_EXERCISE REQUIREMENTS:_ Reproduce verbatim the portion of the magnetic lens cooling text starting with "In magnetic lenses" and going on through "an electron beam.".

There is no admission that the background art disclosed in this section constitutes prior art.
In magnetic lenses of the kind employed in various charged particle beam apparatus, and particularly with respect to electron-beam-comprising apparatus, a magnetic flux is created by flowing a current through a coil. This generates heat as a by-product. In the semiconductor industry, for example and not by way of limitation, electron beams are used to direct write a pattern on device structures, to pattern lithographic masks, to monitor the alignment of patterns during device manufacturing, and in inspection tools which evaluate device structure to determine whether a specification is met, for example. Due to the size of semiconductor devices today, there frequently is a requirement that an electron beam landing position be controlled to within one nm. This is very difficult to do with respect to many of the apparatus which make use of an electron beam.
The power dissipated in each magnetic lens is typically in a range between 10 W and 100 W. This leads to temperature changes in materials in the area of the magnetic lenses, especially in pole pieces of an electron beam apparatus, which in turn causes changes in mechanical dimensions due to thermal expansion. These changes in mechanical dimensions frequently lead to instabilities of the charged particle beam, such as an electron beam, especially if the current flowing through the coils is changed during operation of the charged particle beam. To prevent this instability, state-or-the-art electron beam column magnetic lenses are cooled. This cooling is generally done using conductive heat transfer from the magnetic lens coils. The conductive heat transfer is typically achieved using cooling tubes in contact with the magnetic lens coils, where a fluid, typically water, is flowed through the cooling tubes. However, integration of the cooling tubes in a manner which provides for uniform removal of heat from the magnetic lenses is difficult, due to the mechanical complexity of the magnetic lenses. Further, the volume of the magnetic lenses is increased by the addition of cooling tubes. Minimization of the volume is an important aspect in magnetic lens design. Other disadvantages in the use of cooling tubes include the problems related to obtaining good thermal contact between the tubes and the magnetic coils and the possibility of a leak developing in a cooling tube.

_DATASET EXCERPTS:_

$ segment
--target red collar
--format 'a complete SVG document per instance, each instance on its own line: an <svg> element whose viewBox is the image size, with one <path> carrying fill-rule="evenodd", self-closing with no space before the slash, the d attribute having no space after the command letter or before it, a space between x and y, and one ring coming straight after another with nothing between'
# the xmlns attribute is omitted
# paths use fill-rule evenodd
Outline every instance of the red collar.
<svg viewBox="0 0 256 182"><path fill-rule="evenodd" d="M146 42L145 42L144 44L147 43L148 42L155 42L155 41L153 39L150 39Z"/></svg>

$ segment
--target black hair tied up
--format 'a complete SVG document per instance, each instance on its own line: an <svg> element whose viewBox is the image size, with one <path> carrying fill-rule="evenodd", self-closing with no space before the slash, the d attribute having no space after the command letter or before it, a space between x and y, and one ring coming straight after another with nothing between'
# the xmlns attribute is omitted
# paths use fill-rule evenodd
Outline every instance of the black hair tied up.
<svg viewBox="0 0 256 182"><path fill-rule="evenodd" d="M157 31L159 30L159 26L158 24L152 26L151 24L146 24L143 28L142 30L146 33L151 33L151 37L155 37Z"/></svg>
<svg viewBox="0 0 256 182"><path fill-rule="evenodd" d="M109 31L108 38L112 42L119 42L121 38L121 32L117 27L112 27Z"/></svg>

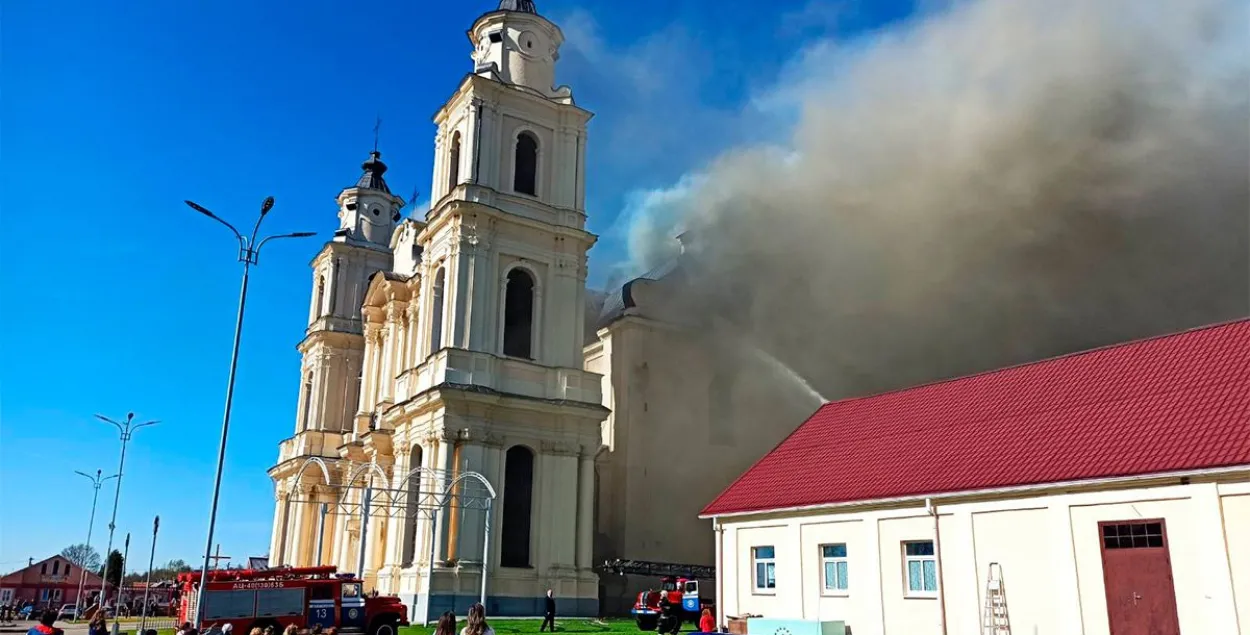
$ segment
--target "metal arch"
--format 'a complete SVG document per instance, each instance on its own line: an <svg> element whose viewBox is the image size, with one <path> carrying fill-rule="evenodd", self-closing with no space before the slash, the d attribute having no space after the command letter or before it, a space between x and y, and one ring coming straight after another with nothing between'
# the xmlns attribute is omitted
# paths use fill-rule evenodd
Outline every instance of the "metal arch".
<svg viewBox="0 0 1250 635"><path fill-rule="evenodd" d="M342 481L342 485L341 485L342 494L339 495L339 504L340 505L342 505L344 502L346 502L348 494L351 491L352 484L356 482L356 479L359 476L361 476L366 471L371 471L372 474L375 474L379 479L381 479L381 481L384 484L388 480L386 479L386 472L384 472L382 469L379 468L376 462L369 461L369 462L360 464L360 466L358 466L355 470L352 470L351 474L346 479L344 479L344 481ZM379 490L382 491L386 495L386 499L389 499L388 502L395 504L395 498L390 495L390 490L389 489L386 489L386 488L380 488L380 489L379 488L371 488L371 489L374 489L374 491L379 491Z"/></svg>
<svg viewBox="0 0 1250 635"><path fill-rule="evenodd" d="M482 484L484 488L486 488L486 492L490 494L489 500L495 500L498 498L495 494L495 488L491 486L490 481L486 480L486 478L482 476L481 472L466 471L456 476L455 479L451 480L451 482L448 484L448 486L442 490L442 500L446 500L448 496L451 495L451 490L455 489L456 485L470 478L475 479L478 482ZM481 498L481 496L474 496L474 498Z"/></svg>
<svg viewBox="0 0 1250 635"><path fill-rule="evenodd" d="M325 478L325 484L332 488L334 486L334 481L330 479L330 468L328 468L325 465L325 461L322 461L320 456L309 456L308 459L304 459L304 464L300 465L300 469L295 471L295 478L291 480L291 482L294 482L295 485L299 485L300 479L304 478L304 470L309 469L310 464L316 464L319 468L321 468L321 476ZM291 494L294 494L294 490L295 489L291 488L291 491L286 492L286 498L288 499L291 498Z"/></svg>

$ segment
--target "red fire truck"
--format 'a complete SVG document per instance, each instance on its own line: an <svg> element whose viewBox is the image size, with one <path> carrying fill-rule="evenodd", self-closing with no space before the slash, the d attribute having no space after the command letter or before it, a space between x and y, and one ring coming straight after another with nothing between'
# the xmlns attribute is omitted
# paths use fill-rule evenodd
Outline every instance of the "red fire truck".
<svg viewBox="0 0 1250 635"><path fill-rule="evenodd" d="M709 609L712 615L716 615L715 599L699 595L699 579L715 580L715 568L618 559L604 562L600 570L618 575L660 578L660 588L640 591L638 600L634 601L634 608L630 609L639 630L656 630L659 626L661 591L668 591L669 601L679 606L678 618L682 622L698 625L704 609Z"/></svg>
<svg viewBox="0 0 1250 635"><path fill-rule="evenodd" d="M179 621L195 621L200 574L179 574L182 588ZM344 634L396 635L408 625L408 606L399 598L366 598L364 584L332 566L301 569L235 569L209 571L204 591L202 629L234 624L235 632L288 625L299 629L334 626Z"/></svg>

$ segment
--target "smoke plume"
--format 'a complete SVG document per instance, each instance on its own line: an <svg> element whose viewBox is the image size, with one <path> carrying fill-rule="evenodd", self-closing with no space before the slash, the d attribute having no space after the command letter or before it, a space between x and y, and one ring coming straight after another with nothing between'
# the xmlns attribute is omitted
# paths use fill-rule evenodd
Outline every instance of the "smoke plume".
<svg viewBox="0 0 1250 635"><path fill-rule="evenodd" d="M788 148L636 219L670 318L828 398L1250 314L1246 4L978 0L828 56ZM809 66L810 68L810 66Z"/></svg>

_COMPLETE ANSWER:_
In magnetic lenses of the kind employed in various charged particle beam apparatus, and particularly with respect to electron-beam-comprising apparatus, a magnetic flux is created by flowing a current through a coil. This generates heat as a by-product. In the semiconductor industry, for example and not by way of limitation, electron beams are used to direct write a pattern on device structures, to pattern lithographic masks, to monitor the alignment of patterns during device manufacturing, and in inspection tools which evaluate device structure to determine whether a specification is met, for example. Due to the size of semiconductor devices today, there frequently is a requirement that an electron beam landing position be controlled to within one nm. This is very difficult to do with respect to many of the apparatus which make use of an electron beam.